# Glass Nightmare



## AlanElite (Dec 28, 2011)

Hi guys 

I've been a lurker for a while and although not a detailer i've had valeting experience and generaly have an interest in car cleaning 

WELL...

I've had a problem with the interior of my windscreen for a while now :wall:

It simply will NOT clean! It basicaly has a greasy film which i've tried to remove but no luck  so far i've used AS Glass Clear, Rain X Foam Cleaner and a few types of domestic items such as Windolene.

All that happens is whatever solution i use just smears across the screen initialy looking clean but then fogs up again and refuses to wipe off.

Is there a better/stronger product i can use or is glass polish the best answer??

Thanks for any help in advance


----------



## Trip tdi (Sep 3, 2008)

Want the strongest, meths will do the job.

I;m surprised Autoglym did not touch it plus the rain x foam one, they are both very good.


----------



## AlanElite (Dec 28, 2011)

That was quick! Thanks Trip 

It was Auto Smart i've tried mate...my thoughts were the Rain X would do the job too.

Meths it is then : O


----------



## JakeWhite (Oct 14, 2011)

Has it been treated with something like rain-x? It shouldn't have on the inside but i've heard of it before. Try some Autogylm Glass polish and really work it in, i've removed rain-x this way, takes a bit of work but you'll get there, failing that as said, try something stronger like a spirit. When wiping with a cloth, does the glass feel slightly rough or 'grabby'?


----------



## JakeWhite (Oct 14, 2011)

AlanElite said:


> That was quick! Thanks Trip
> 
> It was Auto Smart i've tried mate...my thoughts were the Rain X would do the job too.
> 
> Meths it is then : O


Rain-x is a glass sealant that generally will go smeary when wiped as it's designed to sheet water off without the need for wipers. Don't use it on the inside buddy as there's no need.....unless you get alot of water on the inside of the windscreen :lol:


----------



## Strothow (Oct 29, 2009)

Yup, i'd echo the above, AG glass polish and then meths.


----------



## Paddy_R (Jan 10, 2007)

Try g/techniq G4 glass polish. Should remove anything from the glass.


----------



## Strothow (Oct 29, 2009)

Rainx do a glass cleaner too jake not just repellant


----------



## Trip tdi (Sep 3, 2008)

Try the meths with tissue, really work it in, and i mean some real elbow power, and get back to me AlanElite.

You can try the windscreen afterwards, with the washer fluid and the wipers running, any smears repeat the process with the meths again.


----------



## JakeWhite (Oct 14, 2011)

Strothow said:


> Rainx do a glass cleaner too jake not just repellant


ah yeah i forgot, although isn't it a 2in1? with the treatment aswell as cleaner?


----------



## AlanElite (Dec 28, 2011)

○ ○ ○ ○ ○ ○ ○

### Task list
1. In the windscreen thread, what does Trip tdi name as the strongest option for the greasy film?
2. Update the windscreen thread from "I've been a" up to and including "such as Windolene.", putting "Windex" wherever "Windolene" appears.

### Entries shown
○ ○ ○ ○ ○ ○ ○

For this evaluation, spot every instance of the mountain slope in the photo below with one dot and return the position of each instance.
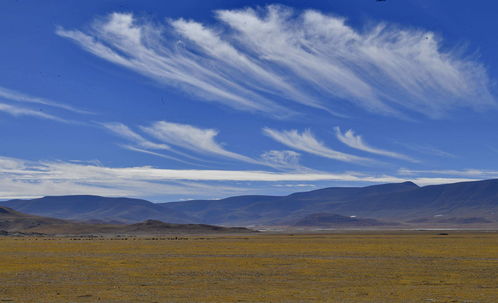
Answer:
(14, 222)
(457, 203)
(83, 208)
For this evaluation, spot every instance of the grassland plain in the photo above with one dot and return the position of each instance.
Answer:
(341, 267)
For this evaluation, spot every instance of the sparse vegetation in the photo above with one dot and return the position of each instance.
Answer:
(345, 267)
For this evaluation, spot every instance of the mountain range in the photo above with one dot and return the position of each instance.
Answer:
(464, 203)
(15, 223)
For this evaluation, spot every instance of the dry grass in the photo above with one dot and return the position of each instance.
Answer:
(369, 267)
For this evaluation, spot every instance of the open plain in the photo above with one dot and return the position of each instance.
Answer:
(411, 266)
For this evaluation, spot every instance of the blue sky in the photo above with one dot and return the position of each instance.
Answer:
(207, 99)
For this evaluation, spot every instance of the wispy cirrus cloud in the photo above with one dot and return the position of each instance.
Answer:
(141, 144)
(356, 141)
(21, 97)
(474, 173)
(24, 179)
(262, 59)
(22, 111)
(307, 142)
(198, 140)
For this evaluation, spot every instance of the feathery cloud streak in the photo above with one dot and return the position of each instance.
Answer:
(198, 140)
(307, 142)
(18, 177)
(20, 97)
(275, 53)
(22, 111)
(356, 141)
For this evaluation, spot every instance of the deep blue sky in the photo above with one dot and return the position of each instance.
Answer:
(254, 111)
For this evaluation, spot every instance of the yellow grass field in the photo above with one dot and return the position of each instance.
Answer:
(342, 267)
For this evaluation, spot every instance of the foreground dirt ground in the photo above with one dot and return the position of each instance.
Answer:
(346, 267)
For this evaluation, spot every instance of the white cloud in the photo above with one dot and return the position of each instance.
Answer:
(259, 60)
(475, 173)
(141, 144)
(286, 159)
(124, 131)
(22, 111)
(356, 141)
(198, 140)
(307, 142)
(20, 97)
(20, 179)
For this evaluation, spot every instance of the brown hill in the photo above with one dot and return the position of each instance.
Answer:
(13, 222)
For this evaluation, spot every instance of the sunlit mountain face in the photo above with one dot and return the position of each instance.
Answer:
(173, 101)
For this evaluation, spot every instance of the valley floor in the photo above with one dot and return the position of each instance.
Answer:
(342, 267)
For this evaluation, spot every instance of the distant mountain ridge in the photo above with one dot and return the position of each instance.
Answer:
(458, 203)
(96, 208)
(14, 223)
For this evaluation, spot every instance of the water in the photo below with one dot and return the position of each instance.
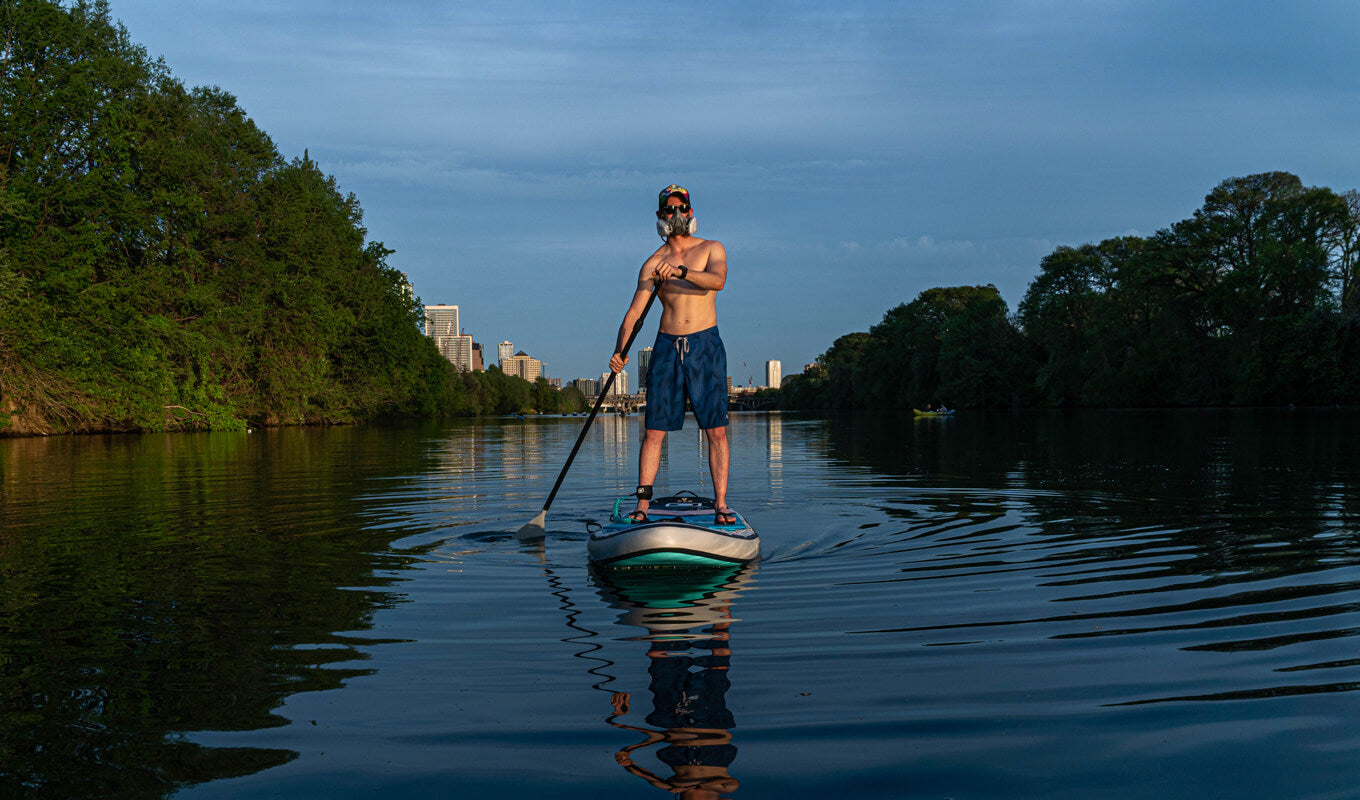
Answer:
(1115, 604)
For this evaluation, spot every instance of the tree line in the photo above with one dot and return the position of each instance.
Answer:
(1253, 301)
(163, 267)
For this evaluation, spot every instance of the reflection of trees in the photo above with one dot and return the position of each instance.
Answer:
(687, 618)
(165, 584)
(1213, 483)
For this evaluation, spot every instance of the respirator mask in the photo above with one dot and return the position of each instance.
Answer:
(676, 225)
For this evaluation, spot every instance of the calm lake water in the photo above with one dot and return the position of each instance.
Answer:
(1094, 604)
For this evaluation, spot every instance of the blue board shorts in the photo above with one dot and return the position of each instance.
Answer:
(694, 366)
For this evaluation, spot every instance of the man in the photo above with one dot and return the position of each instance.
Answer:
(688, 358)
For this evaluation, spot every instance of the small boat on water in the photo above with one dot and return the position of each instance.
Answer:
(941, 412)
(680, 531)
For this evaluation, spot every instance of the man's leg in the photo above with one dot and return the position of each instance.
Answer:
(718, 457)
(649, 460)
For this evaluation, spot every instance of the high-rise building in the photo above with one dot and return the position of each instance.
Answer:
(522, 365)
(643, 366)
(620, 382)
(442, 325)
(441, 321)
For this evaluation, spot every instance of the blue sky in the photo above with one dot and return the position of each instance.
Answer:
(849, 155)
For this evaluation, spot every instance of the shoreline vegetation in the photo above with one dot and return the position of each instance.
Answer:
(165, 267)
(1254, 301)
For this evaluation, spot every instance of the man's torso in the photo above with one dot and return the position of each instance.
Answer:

○ ○ ○ ○ ○ ○ ○

### Solutions in order
1. Meths.

2.
I've been a lurker for a while and although not a detailer i've had valeting experience and generaly have an interest in car cleaning 

WELL...

I've had a problem with the interior of my windscreen for a while now :wall:

It simply will NOT clean! It basicaly has a greasy film which i've tried to remove but no luck  so far i've used AS Glass Clear, Rain X Foam Cleaner and a few types of domestic items such as Windex.